ENUNCIADO:
Reproduza, sem nenhuma alteração, todas as linhas dos registros a seguir.
┌──
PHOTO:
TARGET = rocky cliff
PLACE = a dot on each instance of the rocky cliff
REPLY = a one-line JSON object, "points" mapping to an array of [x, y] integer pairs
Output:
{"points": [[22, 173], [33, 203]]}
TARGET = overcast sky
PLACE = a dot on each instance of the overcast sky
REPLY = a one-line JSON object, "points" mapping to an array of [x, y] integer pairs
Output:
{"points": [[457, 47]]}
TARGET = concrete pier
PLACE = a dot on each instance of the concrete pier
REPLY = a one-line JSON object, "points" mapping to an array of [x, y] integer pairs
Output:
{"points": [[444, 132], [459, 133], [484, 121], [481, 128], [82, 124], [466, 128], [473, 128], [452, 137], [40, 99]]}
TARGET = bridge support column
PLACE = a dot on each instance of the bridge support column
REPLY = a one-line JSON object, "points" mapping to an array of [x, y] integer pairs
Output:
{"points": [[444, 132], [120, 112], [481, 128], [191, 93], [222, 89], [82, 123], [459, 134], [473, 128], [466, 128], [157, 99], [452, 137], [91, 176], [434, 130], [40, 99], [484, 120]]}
└──
RESPOSTA:
PHOTO:
TARGET = rocky cliff
PLACE = a dot on each instance of the rocky cliff
REPLY = a one-line JSON object, "points" mapping to an array of [x, y] integer pairs
Output:
{"points": [[22, 173], [33, 203]]}
TARGET = overcast sky
PLACE = a dot on each instance of the overcast sky
REPLY = a one-line JSON object, "points" mapping to an array of [x, y] integer pairs
Output:
{"points": [[457, 47]]}
TARGET = concrete pier
PLACE = a dot on each instance of the concrete pier
REPLY = a one-line JSON object, "points" mapping to an array of [x, y] integer pairs
Output:
{"points": [[444, 132], [459, 133], [484, 121], [481, 128], [82, 124], [466, 128], [473, 128], [452, 137], [40, 99]]}
TARGET = bridge support column
PLACE = a dot on each instance of the bridge support column
REPLY = a one-line JSON object, "points" mapping to an array of [x, y] integer pairs
Output:
{"points": [[444, 132], [120, 112], [481, 128], [191, 93], [222, 89], [82, 123], [459, 134], [473, 128], [466, 128], [157, 99], [452, 137], [91, 176], [434, 130], [40, 99], [484, 120]]}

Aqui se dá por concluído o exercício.